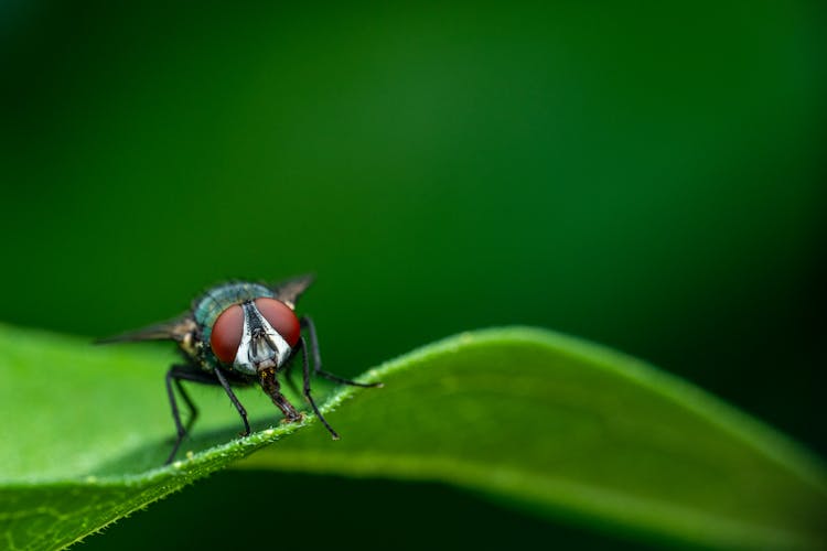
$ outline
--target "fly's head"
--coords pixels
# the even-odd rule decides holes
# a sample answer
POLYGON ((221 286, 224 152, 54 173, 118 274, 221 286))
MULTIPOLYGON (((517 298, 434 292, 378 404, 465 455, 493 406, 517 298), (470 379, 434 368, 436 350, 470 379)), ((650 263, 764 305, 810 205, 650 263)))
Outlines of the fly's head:
POLYGON ((258 298, 233 304, 215 320, 210 346, 215 356, 245 375, 283 366, 299 342, 301 327, 283 302, 258 298))

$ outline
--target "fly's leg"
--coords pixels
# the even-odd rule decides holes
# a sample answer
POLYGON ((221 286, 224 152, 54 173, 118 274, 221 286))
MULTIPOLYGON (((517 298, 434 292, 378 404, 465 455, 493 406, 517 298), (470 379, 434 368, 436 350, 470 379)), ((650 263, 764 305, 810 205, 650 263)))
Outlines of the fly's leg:
POLYGON ((276 380, 275 369, 265 369, 261 371, 259 380, 261 382, 261 389, 270 397, 272 403, 275 403, 284 414, 284 422, 290 423, 302 419, 302 414, 296 411, 293 404, 281 395, 281 387, 279 386, 279 381, 276 380))
POLYGON ((190 432, 190 429, 192 428, 193 423, 195 422, 195 418, 198 415, 198 410, 195 408, 195 404, 193 403, 192 399, 190 399, 190 395, 184 391, 184 387, 181 385, 182 380, 190 380, 193 382, 202 382, 202 383, 208 383, 208 385, 215 385, 215 379, 211 377, 210 374, 203 372, 203 371, 195 371, 190 366, 172 366, 169 371, 167 371, 167 396, 170 399, 170 409, 172 410, 172 420, 175 421, 175 444, 172 446, 172 452, 170 453, 170 456, 167 458, 165 465, 169 465, 172 463, 172 460, 175 457, 175 454, 178 453, 179 447, 181 447, 181 442, 183 442, 184 436, 186 436, 186 433, 190 432), (186 426, 181 422, 181 411, 178 408, 178 400, 175 399, 175 391, 173 390, 173 385, 175 388, 178 388, 179 393, 181 395, 181 398, 184 399, 184 403, 186 403, 186 407, 190 409, 190 421, 187 421, 186 426))
POLYGON ((301 346, 301 367, 302 374, 304 376, 304 398, 308 399, 310 406, 315 412, 315 415, 322 422, 324 428, 327 429, 327 432, 330 432, 330 435, 333 436, 333 440, 339 440, 339 434, 333 430, 327 420, 324 419, 324 415, 322 415, 322 412, 319 411, 319 407, 315 404, 313 397, 310 395, 310 365, 308 363, 308 344, 304 342, 304 337, 301 337, 299 339, 299 345, 301 346))
POLYGON ((249 436, 250 422, 247 421, 247 410, 244 409, 244 406, 241 406, 241 402, 238 401, 238 398, 236 397, 235 392, 233 392, 233 389, 229 388, 229 382, 227 382, 227 379, 226 377, 224 377, 224 374, 222 374, 221 369, 214 369, 213 372, 215 374, 215 378, 218 379, 218 383, 229 397, 229 401, 233 402, 233 406, 236 407, 236 411, 238 411, 238 414, 241 417, 241 421, 244 422, 244 432, 241 433, 241 436, 249 436))
POLYGON ((195 423, 195 420, 198 418, 198 408, 195 407, 195 403, 192 401, 192 398, 190 398, 189 392, 184 390, 184 386, 181 385, 181 379, 173 379, 175 382, 175 388, 178 389, 178 393, 181 395, 181 398, 184 399, 184 403, 186 403, 186 409, 190 410, 190 420, 186 422, 186 425, 184 426, 184 431, 190 432, 190 429, 192 429, 192 425, 195 423))
MULTIPOLYGON (((316 337, 316 334, 315 334, 315 325, 313 324, 313 320, 303 315, 299 318, 299 324, 301 325, 301 327, 304 327, 308 329, 308 337, 310 338, 310 348, 313 354, 313 372, 314 374, 321 375, 325 379, 332 380, 334 382, 340 382, 342 385, 351 385, 353 387, 370 388, 370 387, 383 386, 382 382, 357 382, 355 380, 345 379, 343 377, 333 375, 332 372, 325 371, 324 369, 322 369, 322 356, 319 353, 319 338, 316 337)), ((302 347, 307 348, 307 344, 304 343, 303 337, 301 339, 301 343, 302 343, 302 347)), ((307 364, 307 352, 304 353, 304 363, 307 364)), ((307 387, 307 375, 305 375, 305 387, 307 387)))

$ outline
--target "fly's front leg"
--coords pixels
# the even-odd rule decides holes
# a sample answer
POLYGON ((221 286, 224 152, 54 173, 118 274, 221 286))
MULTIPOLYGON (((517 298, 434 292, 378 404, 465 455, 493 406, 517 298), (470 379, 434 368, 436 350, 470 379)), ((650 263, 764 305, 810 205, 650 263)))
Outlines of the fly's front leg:
POLYGON ((227 382, 227 378, 224 377, 224 374, 221 371, 221 369, 213 370, 215 374, 215 378, 218 379, 218 383, 224 388, 224 391, 229 397, 229 401, 233 402, 233 406, 236 407, 236 411, 241 417, 241 421, 244 422, 244 433, 241 433, 241 436, 249 436, 250 435, 250 422, 247 421, 247 410, 244 409, 244 406, 241 406, 241 402, 238 401, 238 398, 236 397, 235 392, 233 392, 233 389, 229 388, 229 382, 227 382))
POLYGON ((301 367, 302 375, 304 376, 304 398, 308 399, 310 406, 315 412, 315 415, 322 422, 324 428, 327 429, 327 432, 330 432, 330 435, 333 436, 333 440, 339 440, 339 433, 336 433, 336 431, 333 430, 327 420, 324 419, 324 415, 322 415, 322 412, 319 411, 319 407, 315 404, 315 400, 313 400, 313 397, 310 395, 310 366, 308 365, 308 344, 304 342, 304 337, 299 338, 299 347, 301 347, 301 367))
POLYGON ((265 369, 261 371, 259 375, 259 381, 261 382, 261 389, 270 397, 272 403, 275 403, 284 414, 284 422, 291 423, 293 421, 302 420, 302 414, 296 411, 293 404, 281 395, 281 387, 276 379, 275 369, 265 369))
POLYGON ((215 385, 215 379, 210 374, 193 370, 190 366, 176 365, 172 366, 170 370, 167 371, 167 397, 170 400, 170 409, 172 410, 172 420, 175 422, 176 435, 175 444, 172 446, 172 452, 170 452, 170 456, 167 457, 167 465, 172 463, 172 460, 175 457, 179 447, 181 447, 181 442, 184 441, 184 436, 186 436, 186 433, 190 432, 190 429, 192 428, 192 424, 195 422, 195 418, 198 414, 198 410, 195 408, 192 399, 190 399, 190 396, 181 385, 182 380, 215 385), (184 426, 184 424, 181 422, 181 411, 178 408, 178 400, 175 399, 175 391, 172 388, 173 386, 178 388, 181 398, 184 399, 184 403, 186 403, 186 407, 190 409, 190 421, 186 423, 186 426, 184 426))
MULTIPOLYGON (((345 379, 343 377, 340 377, 337 375, 333 375, 330 371, 325 371, 322 369, 322 356, 319 353, 319 338, 315 334, 315 325, 313 324, 313 320, 311 320, 309 316, 303 315, 299 318, 299 325, 303 328, 308 329, 308 338, 310 339, 310 349, 313 354, 313 372, 316 375, 321 375, 325 379, 332 380, 334 382, 340 382, 342 385, 351 385, 353 387, 382 387, 382 382, 357 382, 355 380, 345 379)), ((307 348, 307 343, 304 342, 304 338, 301 339, 302 348, 307 348)), ((307 364, 307 352, 304 352, 304 363, 307 364)), ((307 377, 307 376, 305 376, 307 377)))

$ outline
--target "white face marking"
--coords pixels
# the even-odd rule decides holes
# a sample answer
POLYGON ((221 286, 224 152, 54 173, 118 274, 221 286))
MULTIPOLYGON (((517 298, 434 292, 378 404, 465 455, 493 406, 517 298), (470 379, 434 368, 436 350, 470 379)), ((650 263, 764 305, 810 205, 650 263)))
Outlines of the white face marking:
POLYGON ((244 309, 244 329, 233 367, 248 375, 256 375, 258 368, 281 367, 290 357, 290 345, 278 331, 272 328, 254 303, 244 303, 241 307, 244 309), (259 329, 255 343, 254 327, 259 329))

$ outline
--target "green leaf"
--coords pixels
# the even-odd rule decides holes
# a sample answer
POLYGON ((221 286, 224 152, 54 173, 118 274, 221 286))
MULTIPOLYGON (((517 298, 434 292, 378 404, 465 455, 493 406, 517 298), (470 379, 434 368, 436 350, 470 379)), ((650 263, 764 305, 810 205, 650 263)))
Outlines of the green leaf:
POLYGON ((160 467, 172 358, 0 326, 2 544, 61 548, 241 457, 244 468, 442 480, 670 542, 827 544, 818 458, 701 390, 582 341, 515 327, 415 350, 364 376, 385 388, 330 397, 339 442, 311 417, 269 428, 276 412, 255 389, 241 400, 259 430, 234 439, 226 397, 201 388, 193 440, 160 467))

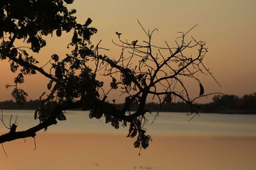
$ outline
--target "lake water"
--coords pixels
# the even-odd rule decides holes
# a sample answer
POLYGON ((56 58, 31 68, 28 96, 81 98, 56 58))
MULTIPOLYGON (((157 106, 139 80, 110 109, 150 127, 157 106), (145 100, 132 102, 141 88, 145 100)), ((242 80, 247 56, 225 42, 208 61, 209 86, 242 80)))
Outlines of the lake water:
MULTIPOLYGON (((10 116, 13 120, 18 115, 17 131, 23 131, 38 124, 33 119, 33 110, 3 110, 5 122, 8 124, 10 116)), ((66 121, 59 121, 56 125, 49 127, 48 132, 116 132, 126 134, 129 127, 115 129, 105 124, 105 118, 90 119, 89 111, 67 111, 66 121)), ((145 127, 149 134, 167 135, 230 135, 256 136, 256 115, 200 113, 188 121, 191 116, 185 113, 161 112, 151 124, 156 113, 147 115, 148 123, 145 127)), ((3 124, 0 132, 6 132, 3 124)))

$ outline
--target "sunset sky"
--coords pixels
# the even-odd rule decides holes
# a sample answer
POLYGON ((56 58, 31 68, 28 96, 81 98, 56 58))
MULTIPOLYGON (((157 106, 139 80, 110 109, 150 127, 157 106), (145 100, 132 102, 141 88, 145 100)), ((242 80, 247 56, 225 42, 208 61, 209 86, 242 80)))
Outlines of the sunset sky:
MULTIPOLYGON (((146 40, 137 19, 146 30, 158 29, 153 36, 154 44, 158 46, 164 46, 164 41, 174 46, 179 36, 177 31, 186 32, 198 24, 189 36, 206 41, 209 53, 204 63, 222 87, 210 76, 203 76, 205 92, 241 96, 256 92, 255 0, 77 0, 70 8, 77 10, 77 20, 81 23, 88 17, 92 19, 92 26, 98 29, 92 38, 93 43, 102 39, 102 46, 111 50, 106 53, 113 57, 120 52, 111 43, 111 39, 117 40, 116 31, 122 32, 129 41, 146 40)), ((47 47, 36 55, 38 60, 44 63, 54 53, 65 54, 70 38, 70 34, 60 38, 47 38, 47 47)), ((7 60, 0 62, 0 101, 11 99, 12 89, 4 86, 12 84, 18 73, 10 73, 7 60)), ((29 94, 29 99, 38 99, 46 90, 47 80, 42 76, 26 76, 25 81, 20 87, 29 94)), ((198 93, 198 84, 187 85, 190 91, 198 93)))

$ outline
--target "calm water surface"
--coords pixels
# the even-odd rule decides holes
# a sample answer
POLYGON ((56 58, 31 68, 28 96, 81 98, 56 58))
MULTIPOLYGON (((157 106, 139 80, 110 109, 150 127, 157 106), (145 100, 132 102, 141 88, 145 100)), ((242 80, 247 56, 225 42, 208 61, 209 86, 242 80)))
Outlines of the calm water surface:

■ **WHAT THE TASK ASKS**
Update the stretch from the start of the material through the line containing "POLYGON ((258 298, 233", changing "fly's head" to "fly's thorax" and leaving everything else the same. Omit the pictures from your answer.

■ **RESPONSE TO THE TASK**
$ outline
--target "fly's thorax"
--coords pixels
# the even-odd rule decides holes
# a sample answer
POLYGON ((221 286, 224 152, 54 173, 118 274, 221 286))
MULTIPOLYGON (((517 298, 434 292, 378 404, 465 455, 493 406, 517 298), (470 379, 434 368, 436 350, 470 379)), ((650 263, 764 305, 810 205, 650 263)))
Outlines of the fly's thorax:
POLYGON ((258 298, 233 304, 215 320, 210 346, 215 356, 245 375, 283 366, 299 342, 301 327, 283 302, 258 298))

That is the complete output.